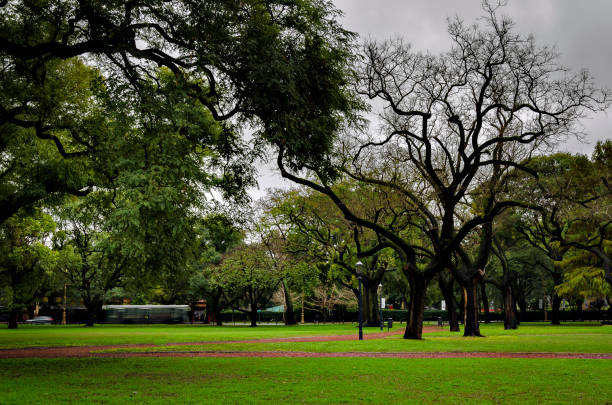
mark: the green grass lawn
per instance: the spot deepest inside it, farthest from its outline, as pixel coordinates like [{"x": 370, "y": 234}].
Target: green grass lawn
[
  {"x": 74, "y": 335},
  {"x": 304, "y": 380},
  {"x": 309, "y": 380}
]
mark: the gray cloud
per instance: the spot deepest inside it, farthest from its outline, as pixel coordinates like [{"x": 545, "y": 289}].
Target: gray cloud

::::::::

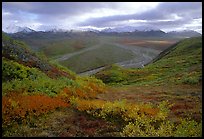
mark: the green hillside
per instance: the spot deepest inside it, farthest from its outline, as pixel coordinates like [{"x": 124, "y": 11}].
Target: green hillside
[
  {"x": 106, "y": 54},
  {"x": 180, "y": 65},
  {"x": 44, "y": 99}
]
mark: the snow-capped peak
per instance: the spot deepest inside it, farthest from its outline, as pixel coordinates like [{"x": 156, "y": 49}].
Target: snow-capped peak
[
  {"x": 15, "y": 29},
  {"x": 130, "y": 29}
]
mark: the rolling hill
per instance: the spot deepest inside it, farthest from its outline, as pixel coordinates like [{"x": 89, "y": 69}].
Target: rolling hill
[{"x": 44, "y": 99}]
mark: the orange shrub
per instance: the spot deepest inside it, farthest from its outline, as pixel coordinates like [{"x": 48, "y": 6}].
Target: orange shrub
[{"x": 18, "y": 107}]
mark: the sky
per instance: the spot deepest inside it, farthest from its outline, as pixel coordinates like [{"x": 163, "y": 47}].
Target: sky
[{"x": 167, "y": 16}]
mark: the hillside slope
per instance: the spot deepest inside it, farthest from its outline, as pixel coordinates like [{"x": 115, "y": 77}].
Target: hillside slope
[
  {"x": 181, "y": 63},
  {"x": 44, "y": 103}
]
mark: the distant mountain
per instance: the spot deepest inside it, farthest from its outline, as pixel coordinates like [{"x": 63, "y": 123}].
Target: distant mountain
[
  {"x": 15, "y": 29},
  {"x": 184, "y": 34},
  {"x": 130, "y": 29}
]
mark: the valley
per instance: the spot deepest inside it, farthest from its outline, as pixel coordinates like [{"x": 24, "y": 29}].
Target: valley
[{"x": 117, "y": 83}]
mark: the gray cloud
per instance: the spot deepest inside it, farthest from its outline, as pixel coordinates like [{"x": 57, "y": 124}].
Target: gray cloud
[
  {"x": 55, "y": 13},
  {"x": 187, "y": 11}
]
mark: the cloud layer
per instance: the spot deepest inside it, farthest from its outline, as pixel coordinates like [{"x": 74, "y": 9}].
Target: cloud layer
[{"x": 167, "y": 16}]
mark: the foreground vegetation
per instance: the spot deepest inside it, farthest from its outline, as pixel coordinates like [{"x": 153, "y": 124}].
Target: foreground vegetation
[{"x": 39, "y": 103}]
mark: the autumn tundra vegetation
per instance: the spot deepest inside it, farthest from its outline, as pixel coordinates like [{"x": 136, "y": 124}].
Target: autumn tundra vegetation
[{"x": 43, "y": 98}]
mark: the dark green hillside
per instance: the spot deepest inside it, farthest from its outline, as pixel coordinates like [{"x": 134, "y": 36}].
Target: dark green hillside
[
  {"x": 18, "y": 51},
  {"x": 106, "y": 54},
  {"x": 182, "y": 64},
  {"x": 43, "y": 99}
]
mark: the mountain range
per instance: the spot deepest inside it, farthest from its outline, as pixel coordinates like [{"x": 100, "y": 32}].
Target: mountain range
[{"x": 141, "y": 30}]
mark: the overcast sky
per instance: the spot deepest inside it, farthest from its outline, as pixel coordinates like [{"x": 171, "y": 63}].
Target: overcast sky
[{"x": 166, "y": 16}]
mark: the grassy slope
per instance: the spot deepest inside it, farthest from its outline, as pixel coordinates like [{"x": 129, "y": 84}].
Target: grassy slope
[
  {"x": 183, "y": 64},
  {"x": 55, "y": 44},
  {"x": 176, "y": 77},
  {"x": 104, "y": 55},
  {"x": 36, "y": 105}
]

::::::::

**What the exercise asks**
Count the lines in the material above that contain the word "autumn", where a difference in letter case counts as a mismatch. Give only the number.

**Answer to this problem**
2